* _Exercise instructions_
Note how many lines in these entries contain "window", and reply with that number alone.

* _Records supplied_

○ ○ ○ ○ ○ ○ ○

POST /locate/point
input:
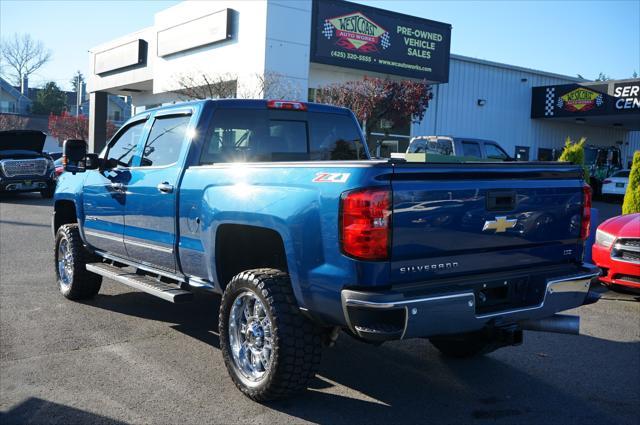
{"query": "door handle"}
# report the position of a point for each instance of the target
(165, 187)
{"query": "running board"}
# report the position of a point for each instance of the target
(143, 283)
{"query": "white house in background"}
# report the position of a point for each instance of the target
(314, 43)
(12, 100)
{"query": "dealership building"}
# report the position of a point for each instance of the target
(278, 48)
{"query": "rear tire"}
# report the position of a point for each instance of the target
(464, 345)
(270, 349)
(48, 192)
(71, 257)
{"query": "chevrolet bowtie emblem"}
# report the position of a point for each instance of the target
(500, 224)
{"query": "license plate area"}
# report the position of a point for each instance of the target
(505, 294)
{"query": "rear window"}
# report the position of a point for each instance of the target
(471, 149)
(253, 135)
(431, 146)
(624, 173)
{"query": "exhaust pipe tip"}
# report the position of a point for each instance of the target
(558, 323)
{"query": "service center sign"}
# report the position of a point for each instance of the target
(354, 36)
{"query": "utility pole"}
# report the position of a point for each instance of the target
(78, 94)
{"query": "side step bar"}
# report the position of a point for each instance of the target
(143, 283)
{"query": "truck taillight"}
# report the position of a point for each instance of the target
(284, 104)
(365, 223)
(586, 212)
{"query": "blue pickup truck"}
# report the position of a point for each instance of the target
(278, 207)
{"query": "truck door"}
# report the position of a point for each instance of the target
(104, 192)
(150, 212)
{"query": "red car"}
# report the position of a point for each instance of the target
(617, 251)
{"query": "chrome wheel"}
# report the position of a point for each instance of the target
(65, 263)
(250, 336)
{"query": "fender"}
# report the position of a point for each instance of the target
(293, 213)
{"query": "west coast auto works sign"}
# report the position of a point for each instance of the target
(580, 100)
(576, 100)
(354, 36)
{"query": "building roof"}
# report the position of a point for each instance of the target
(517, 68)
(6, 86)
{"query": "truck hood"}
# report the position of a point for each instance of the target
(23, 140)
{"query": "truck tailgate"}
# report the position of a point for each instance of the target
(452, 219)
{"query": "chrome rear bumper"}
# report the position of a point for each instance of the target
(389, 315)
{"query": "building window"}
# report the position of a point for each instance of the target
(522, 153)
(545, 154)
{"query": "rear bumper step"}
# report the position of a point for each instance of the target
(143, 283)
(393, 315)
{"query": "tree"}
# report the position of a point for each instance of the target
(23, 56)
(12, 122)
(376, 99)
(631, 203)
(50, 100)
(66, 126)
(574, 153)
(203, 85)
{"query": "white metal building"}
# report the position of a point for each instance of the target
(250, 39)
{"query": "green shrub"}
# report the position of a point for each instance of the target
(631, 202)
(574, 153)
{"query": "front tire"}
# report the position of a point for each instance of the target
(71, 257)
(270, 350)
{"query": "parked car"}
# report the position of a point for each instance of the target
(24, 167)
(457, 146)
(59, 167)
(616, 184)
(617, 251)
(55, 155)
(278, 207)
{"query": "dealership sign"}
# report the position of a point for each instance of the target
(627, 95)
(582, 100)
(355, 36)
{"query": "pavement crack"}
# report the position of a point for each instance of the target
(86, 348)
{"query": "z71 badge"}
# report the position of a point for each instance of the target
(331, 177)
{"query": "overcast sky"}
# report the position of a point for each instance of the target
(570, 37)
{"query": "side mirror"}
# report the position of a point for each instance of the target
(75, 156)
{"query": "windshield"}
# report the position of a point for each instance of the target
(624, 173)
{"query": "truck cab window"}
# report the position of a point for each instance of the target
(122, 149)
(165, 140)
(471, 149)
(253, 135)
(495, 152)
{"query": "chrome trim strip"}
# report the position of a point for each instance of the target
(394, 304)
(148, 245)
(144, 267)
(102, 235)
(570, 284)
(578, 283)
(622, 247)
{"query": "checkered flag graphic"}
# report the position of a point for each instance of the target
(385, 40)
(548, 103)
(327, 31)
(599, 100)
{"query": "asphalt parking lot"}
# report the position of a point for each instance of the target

○ ○ ○ ○ ○ ○ ○

* _Answer space_
3